SOURCE DOCUMENT START
Dr Henry Chakava: Father of Kenyan publishing takes final bow

East African Educational Educational Publishers (EAEP) CEO Kiarie Kamau (from left) author Yolanda Chakava and EAEP Chairman Henry Chakava during the launch of 'Super Lisu' book at Sarit centre,Westalnds, Nairobi. [File,Standard]

Dr Henry Chakava, seen by many as the father of the Kenyan publishing, has passed on at the age of 77.

East African Educational Publishers Managing Director Kiarie Kamau said Dr Chakava passed on at 5am on March 8, 2024 while receiving treatment at Nairobi Hospital.

“The Board of Management of EAEP in consultation with the family, wishes to announce the demise of its founder and chairman Dr Henry Chakava. His association with publishing of iconic literary luminaries in Africa,” Mr Kamau said.

Kamau, who is also the chairman of Kenya Publishers Association, said Dr Chakava will be remembered as a father of book publication in Africa.

Kamau said that in a bold entrepreneurial maneuver, Chakava presided over the acquisition of the British multinational, Heinemann (East Africa) and converted the company into a household name that is now East African Education Publishers.

He said his impact to the African publishing industry and on intellectual production in the region is second to none.

In his career, he has nurtured and promoted African writers, furthering indigenous language, and promoting greater access to books and other written materials for children.

He has published, among others, Ngugi wa Thiongó, Grace Ogot, Francis Imbuga, John Kiriamiti, Meja Mwangi, Marjorie Oludhe Macgoye (all from Kenya), Chinua Achebe, Cyprian Ekwensi (Nigeria), Taban Lo Liyong (South Sudan) Okot P’Bitek, John Ruganda (Uganda) David Rubadiri (Malawi) and Peter Abrahams (South Africa).
SOURCE DOCUMENT END
- **PARTS OF THE EXERCISE**
1. According to the article on Dr Henry Chakava, where was he receiving treatment when he died?
2. Extend the article on Dr Henry Chakava, starting after its final sentence.
DATA SUPPLIED START
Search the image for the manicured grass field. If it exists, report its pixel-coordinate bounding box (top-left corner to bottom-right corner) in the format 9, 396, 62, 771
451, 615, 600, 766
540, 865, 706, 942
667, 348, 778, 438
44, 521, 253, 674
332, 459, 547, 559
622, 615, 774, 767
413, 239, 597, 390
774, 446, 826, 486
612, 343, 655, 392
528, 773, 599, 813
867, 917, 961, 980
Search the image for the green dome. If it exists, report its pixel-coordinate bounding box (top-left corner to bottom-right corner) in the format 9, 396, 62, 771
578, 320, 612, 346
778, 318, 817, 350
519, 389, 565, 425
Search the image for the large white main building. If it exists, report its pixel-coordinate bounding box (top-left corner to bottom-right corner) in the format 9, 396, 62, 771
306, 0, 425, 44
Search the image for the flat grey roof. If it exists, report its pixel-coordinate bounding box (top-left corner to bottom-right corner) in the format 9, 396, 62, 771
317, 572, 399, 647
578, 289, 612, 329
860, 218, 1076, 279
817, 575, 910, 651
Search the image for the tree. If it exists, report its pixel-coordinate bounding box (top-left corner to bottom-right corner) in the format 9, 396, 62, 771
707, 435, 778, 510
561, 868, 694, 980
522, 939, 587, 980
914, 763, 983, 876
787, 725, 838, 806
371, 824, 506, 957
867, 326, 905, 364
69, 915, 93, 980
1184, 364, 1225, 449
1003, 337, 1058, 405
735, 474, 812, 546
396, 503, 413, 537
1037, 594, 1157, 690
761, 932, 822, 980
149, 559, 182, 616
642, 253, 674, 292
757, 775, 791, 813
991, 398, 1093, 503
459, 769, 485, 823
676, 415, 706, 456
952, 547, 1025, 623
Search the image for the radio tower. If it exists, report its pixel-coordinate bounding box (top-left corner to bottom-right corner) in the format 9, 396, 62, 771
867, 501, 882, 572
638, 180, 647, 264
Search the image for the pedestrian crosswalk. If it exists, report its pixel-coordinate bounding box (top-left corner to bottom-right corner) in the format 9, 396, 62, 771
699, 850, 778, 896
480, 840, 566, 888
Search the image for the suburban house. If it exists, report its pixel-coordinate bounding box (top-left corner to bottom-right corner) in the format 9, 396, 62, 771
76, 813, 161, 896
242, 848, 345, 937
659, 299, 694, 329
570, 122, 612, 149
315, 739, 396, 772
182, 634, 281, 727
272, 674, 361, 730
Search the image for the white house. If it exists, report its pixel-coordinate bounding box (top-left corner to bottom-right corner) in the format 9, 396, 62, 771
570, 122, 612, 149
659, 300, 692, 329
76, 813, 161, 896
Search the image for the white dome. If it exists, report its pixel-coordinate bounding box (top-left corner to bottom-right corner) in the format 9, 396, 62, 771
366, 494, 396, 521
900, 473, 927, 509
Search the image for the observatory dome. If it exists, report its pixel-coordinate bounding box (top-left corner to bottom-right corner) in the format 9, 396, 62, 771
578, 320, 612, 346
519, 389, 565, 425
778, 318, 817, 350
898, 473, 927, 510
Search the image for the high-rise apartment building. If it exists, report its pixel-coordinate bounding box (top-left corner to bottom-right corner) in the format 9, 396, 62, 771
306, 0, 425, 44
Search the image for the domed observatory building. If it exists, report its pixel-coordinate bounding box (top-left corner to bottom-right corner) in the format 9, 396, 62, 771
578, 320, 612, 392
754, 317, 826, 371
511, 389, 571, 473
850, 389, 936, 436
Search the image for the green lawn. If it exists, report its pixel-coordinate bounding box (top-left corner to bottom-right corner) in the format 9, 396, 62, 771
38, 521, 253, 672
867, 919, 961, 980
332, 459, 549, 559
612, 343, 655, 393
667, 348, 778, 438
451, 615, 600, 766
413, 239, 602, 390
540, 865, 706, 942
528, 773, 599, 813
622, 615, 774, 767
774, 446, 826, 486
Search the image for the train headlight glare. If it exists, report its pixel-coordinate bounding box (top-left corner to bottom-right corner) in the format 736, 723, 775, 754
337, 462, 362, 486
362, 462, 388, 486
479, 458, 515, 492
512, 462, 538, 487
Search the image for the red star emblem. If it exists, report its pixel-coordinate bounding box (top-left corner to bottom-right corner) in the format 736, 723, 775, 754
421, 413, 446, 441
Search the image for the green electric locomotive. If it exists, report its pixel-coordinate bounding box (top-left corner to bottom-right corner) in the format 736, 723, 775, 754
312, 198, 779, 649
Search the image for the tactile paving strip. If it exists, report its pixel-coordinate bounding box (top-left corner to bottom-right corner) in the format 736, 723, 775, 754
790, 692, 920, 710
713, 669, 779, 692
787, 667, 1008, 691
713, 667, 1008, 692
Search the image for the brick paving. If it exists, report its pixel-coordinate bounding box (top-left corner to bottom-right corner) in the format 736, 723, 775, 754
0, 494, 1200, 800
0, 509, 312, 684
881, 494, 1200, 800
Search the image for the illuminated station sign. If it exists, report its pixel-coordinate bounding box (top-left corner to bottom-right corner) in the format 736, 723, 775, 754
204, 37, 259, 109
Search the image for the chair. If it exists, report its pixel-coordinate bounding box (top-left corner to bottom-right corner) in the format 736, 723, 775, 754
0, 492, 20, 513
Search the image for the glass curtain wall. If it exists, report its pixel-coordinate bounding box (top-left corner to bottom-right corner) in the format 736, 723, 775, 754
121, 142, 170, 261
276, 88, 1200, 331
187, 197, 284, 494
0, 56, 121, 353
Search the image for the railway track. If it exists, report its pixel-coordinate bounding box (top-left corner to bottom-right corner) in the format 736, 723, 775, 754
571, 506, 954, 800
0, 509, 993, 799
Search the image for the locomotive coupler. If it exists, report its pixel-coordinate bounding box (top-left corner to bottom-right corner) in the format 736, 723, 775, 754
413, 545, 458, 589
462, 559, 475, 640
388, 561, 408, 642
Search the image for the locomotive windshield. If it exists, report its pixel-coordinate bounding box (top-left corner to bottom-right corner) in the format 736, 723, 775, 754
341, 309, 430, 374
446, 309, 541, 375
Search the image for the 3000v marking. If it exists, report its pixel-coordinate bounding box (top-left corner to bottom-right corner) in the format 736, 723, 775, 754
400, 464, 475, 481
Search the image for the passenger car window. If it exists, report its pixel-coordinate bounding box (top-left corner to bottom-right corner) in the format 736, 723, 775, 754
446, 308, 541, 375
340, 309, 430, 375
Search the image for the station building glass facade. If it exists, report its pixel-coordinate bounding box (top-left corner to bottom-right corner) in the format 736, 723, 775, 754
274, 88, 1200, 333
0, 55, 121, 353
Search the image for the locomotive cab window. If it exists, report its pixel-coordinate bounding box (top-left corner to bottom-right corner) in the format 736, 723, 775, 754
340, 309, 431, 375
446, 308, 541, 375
DATA SUPPLIED END
- **EXERCISE RESPONSES**
1. He was receiving treatment at Nairobi Hospital.

2.
Prof Ngugi Wa Thiongó once termed him as a visionary pioneer.

"Without him we would not be talking seriously about the possibilities of publishing in African languages,” Wa Thiongó said.

Dr Chakava had more than 50 years of experience in the creation and publication of high quality reading and learning materials that children need to succeed.

He had vast experience in editing and publishing educational books for schools and universities in the region and is also credited for enabling the use of Kiswahili language in Kenya's education curriculum.

The scholar had several awards under his belt for his contributions to the publishing industry.

This includes a Honorary Doctorate Degree from Oxford Brookes University, a prince Claus Awards from the Dutch Ministry of Foreign Affairs, Head of State Commendations and Moran of the Burning Spear.

He was also a fellow of the Kenya institute of Management.

The scholar served as the chairman of East African Publishers Limited for more than 20 years.

He began his career with Heinemann Educational Books Limited, an international publishing house where he became the organization’s first African editor.

Others notable achievements include the first local buy-out of a British multinational publishing house, being one of the founders of African Books Collective and the African Publishers Network.

After graduating from the University of Nairobi in 1972, he joined Heinemann Education Books Limited and rose in the ranks to become the Managing Director in 1976.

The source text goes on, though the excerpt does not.